======== Material to process ========
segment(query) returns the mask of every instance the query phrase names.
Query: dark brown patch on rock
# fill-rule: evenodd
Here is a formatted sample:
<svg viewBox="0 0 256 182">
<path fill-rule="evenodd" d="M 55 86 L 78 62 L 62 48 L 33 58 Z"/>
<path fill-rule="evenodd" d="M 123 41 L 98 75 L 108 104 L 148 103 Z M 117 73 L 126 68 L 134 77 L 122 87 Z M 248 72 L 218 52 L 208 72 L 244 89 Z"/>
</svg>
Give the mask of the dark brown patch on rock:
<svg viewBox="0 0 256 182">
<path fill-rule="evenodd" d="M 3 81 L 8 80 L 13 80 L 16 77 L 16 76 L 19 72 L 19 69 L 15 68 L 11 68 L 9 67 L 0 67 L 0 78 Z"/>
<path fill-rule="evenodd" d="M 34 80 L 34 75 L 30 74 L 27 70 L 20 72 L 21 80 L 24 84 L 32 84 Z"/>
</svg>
========
Please reproduce all of the lines above word for word, without any changes.

segment(query) returns the mask of every instance the query phrase names.
Query: dark brown patch on rock
# fill-rule: evenodd
Here is a formatted sample:
<svg viewBox="0 0 256 182">
<path fill-rule="evenodd" d="M 55 86 L 78 62 L 62 48 L 33 58 Z"/>
<path fill-rule="evenodd" d="M 123 41 L 98 75 L 108 104 L 148 103 Z M 117 73 L 126 68 L 134 77 L 122 87 Z M 248 72 L 218 52 L 208 72 L 244 89 Z"/>
</svg>
Give the mask of the dark brown patch on rock:
<svg viewBox="0 0 256 182">
<path fill-rule="evenodd" d="M 3 81 L 8 80 L 13 80 L 16 77 L 16 76 L 19 72 L 19 69 L 15 68 L 11 68 L 9 67 L 0 67 L 0 78 Z"/>
<path fill-rule="evenodd" d="M 34 80 L 34 75 L 30 74 L 27 70 L 20 72 L 21 80 L 24 84 L 32 84 Z"/>
</svg>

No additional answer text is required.